Put the lines of the rows below into a numbered list, from the line containing "If you could place a marker on the bronze" down through the line containing "point(428, 293)", both included, and leave out blank lines.

#####

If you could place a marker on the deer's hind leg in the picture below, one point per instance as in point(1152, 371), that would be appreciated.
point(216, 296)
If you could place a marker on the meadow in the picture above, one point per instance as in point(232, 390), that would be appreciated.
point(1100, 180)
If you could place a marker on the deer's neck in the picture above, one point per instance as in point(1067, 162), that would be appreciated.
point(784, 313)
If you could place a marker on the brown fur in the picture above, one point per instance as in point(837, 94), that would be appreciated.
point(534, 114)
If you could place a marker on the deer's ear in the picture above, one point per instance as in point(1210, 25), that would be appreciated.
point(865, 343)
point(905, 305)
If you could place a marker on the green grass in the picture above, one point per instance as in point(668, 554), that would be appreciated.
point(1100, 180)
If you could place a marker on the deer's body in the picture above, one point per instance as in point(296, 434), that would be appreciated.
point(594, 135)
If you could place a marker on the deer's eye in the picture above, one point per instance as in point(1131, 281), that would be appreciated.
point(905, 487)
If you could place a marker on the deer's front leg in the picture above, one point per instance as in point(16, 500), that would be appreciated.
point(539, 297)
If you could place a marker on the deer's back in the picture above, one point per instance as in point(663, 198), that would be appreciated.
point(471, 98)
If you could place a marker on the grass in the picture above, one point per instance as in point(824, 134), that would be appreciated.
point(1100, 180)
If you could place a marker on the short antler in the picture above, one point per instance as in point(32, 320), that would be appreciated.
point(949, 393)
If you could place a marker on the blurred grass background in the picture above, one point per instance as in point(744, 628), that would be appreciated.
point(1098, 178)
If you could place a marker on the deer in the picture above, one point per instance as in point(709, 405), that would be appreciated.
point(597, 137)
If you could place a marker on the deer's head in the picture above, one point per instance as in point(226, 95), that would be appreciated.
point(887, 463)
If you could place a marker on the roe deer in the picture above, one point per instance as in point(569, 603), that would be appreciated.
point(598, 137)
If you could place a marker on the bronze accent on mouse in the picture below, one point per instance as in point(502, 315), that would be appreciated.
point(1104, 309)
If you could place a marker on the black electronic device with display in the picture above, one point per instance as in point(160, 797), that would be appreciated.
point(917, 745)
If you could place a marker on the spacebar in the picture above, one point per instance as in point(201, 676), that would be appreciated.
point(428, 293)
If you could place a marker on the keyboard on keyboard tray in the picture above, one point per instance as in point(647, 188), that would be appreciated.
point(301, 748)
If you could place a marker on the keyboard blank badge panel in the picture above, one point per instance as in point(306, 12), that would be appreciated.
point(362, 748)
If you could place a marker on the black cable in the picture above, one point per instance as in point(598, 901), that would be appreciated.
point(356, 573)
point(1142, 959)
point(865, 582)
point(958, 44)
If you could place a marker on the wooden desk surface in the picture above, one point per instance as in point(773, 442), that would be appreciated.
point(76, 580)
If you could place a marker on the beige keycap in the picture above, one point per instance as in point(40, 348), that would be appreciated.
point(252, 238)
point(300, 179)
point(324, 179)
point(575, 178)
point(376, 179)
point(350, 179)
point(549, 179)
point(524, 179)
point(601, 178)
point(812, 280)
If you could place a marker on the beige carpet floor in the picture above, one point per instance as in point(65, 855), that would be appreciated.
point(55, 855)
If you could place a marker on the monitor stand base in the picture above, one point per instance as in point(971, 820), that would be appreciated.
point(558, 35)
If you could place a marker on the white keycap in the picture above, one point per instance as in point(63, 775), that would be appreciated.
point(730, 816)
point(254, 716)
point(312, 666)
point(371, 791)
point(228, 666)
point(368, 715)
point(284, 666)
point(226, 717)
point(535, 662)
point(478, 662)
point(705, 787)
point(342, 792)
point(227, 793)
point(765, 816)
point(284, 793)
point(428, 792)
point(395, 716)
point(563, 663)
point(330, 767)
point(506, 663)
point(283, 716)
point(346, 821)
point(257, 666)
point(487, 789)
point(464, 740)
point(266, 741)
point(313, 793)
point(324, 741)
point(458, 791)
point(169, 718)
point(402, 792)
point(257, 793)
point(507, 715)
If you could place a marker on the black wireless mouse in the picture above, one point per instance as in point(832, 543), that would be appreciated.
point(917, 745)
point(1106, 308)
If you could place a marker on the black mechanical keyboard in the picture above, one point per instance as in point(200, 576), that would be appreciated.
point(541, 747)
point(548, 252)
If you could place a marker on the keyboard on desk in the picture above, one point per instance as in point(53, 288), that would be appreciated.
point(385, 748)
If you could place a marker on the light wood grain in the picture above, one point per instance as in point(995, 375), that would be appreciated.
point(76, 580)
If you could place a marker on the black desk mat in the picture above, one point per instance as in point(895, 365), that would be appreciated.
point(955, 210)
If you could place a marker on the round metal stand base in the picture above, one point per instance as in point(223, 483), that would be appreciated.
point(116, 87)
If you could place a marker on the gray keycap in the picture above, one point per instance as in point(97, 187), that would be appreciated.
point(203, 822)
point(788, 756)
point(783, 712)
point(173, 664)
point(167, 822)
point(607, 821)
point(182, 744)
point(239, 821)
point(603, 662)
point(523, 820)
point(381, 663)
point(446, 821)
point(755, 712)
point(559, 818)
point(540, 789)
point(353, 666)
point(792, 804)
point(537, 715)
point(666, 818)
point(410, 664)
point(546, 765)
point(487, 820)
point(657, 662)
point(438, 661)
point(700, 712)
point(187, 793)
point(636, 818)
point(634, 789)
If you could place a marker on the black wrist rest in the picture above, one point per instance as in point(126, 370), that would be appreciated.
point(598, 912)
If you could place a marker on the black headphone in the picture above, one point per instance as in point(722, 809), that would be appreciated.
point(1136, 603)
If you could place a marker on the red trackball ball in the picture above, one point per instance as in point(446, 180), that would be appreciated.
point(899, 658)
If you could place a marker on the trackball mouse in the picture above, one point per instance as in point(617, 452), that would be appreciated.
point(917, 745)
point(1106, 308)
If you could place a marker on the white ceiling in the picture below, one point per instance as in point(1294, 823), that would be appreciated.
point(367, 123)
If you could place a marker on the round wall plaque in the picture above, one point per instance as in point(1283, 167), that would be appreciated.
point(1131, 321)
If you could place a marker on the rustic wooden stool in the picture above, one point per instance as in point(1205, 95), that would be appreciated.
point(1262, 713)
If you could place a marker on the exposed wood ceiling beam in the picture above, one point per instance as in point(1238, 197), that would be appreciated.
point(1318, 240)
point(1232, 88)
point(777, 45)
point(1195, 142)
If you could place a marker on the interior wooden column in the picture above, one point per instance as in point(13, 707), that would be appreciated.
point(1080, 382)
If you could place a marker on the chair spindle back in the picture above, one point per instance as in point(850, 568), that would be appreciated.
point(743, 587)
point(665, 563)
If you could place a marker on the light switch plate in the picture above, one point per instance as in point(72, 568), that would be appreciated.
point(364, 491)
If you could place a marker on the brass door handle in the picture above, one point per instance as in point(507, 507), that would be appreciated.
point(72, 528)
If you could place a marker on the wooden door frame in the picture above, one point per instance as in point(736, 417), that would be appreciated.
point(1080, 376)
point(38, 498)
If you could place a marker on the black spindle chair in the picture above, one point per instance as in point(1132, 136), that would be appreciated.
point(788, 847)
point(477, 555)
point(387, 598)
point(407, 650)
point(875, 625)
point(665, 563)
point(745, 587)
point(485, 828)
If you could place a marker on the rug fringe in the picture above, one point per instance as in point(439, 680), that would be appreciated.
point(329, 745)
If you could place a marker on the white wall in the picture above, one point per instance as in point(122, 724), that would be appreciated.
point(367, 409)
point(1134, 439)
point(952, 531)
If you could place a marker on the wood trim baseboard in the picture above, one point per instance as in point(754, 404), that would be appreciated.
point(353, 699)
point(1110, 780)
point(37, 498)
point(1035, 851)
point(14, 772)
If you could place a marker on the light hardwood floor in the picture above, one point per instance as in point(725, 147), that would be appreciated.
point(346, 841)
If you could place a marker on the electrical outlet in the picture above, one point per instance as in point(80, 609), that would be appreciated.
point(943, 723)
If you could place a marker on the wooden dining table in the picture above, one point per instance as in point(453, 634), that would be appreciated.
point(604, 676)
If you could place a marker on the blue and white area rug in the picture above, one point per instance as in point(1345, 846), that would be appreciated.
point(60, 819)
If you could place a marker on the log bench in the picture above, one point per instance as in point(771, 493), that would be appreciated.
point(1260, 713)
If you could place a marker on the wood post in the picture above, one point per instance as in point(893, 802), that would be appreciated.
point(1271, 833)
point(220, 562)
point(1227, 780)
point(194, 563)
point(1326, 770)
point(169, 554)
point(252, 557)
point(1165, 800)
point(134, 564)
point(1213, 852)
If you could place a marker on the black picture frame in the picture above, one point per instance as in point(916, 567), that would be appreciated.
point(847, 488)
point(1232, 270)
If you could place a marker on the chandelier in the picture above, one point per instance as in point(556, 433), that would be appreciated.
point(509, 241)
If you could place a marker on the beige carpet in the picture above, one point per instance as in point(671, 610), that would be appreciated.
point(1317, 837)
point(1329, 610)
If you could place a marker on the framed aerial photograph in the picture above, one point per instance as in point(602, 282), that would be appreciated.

#####

## Answer for this exercise
1. If you could place a marker on the bronze accent on mouse in the picture below, one point per instance as in point(502, 315), that would be appreciated.
2. point(1104, 309)
3. If you could place a marker on the black electronic device with display in the picture above, one point per instance as in point(160, 797), that would be appreciated.
4. point(917, 745)
5. If you could place a marker on the spacebar in the picture above, one point per instance as in point(201, 676), that would be appreciated.
6. point(428, 293)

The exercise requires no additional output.